**INPUT**
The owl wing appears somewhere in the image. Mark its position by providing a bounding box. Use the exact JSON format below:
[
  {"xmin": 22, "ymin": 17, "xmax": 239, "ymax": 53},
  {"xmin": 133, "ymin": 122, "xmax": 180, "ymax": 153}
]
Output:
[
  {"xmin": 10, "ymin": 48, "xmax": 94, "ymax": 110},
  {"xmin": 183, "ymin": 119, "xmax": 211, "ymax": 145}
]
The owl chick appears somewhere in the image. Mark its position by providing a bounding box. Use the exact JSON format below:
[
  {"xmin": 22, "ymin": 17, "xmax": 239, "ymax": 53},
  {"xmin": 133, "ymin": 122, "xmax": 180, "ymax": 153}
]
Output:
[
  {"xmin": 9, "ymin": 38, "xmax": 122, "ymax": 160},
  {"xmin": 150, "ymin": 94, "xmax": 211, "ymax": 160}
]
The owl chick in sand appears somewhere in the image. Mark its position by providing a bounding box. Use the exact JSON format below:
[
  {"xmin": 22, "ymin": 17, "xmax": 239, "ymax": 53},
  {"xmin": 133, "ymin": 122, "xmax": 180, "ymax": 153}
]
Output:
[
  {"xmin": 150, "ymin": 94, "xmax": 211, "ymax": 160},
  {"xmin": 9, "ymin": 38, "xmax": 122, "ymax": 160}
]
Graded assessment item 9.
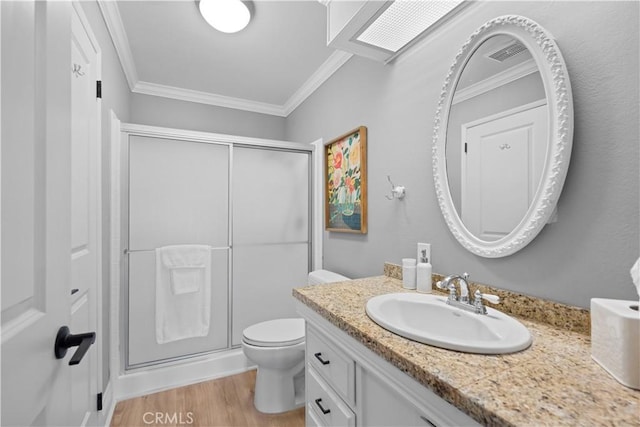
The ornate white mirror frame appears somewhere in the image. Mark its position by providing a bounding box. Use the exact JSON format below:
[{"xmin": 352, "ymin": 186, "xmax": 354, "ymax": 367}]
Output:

**EXERCISE GOAL**
Reproduce all of the data above with every occurrence of "bounding box" swapped for "rectangle" and nothing else altered. Leave the pictures out of your answer.

**EXERCISE OUTPUT**
The owl wing appears somewhere in the image. Mark its position by providing a rectangle. Use the exact JSON format below:
[
  {"xmin": 22, "ymin": 17, "xmax": 239, "ymax": 53},
  {"xmin": 133, "ymin": 122, "xmax": 180, "ymax": 153}
]
Output:
[
  {"xmin": 10, "ymin": 48, "xmax": 94, "ymax": 110},
  {"xmin": 183, "ymin": 119, "xmax": 211, "ymax": 145}
]
The owl chick appears somewhere in the image. Mark its position by providing a rectangle. Use the exact JSON format below:
[
  {"xmin": 22, "ymin": 17, "xmax": 239, "ymax": 53},
  {"xmin": 133, "ymin": 122, "xmax": 180, "ymax": 153}
]
Output:
[
  {"xmin": 9, "ymin": 38, "xmax": 122, "ymax": 160},
  {"xmin": 150, "ymin": 94, "xmax": 211, "ymax": 160}
]
The owl chick in sand appears somewhere in the image. Mark its position by providing a rectangle. Use the exact JSON format below:
[
  {"xmin": 22, "ymin": 17, "xmax": 239, "ymax": 53},
  {"xmin": 133, "ymin": 122, "xmax": 180, "ymax": 153}
]
Output:
[
  {"xmin": 150, "ymin": 94, "xmax": 211, "ymax": 160},
  {"xmin": 9, "ymin": 38, "xmax": 122, "ymax": 160}
]
Graded assessment item 9.
The ornate white mirror frame appears somewhere in the image. Mark its position by providing a rectangle. Use the exact JSON format below:
[{"xmin": 352, "ymin": 186, "xmax": 354, "ymax": 367}]
Output:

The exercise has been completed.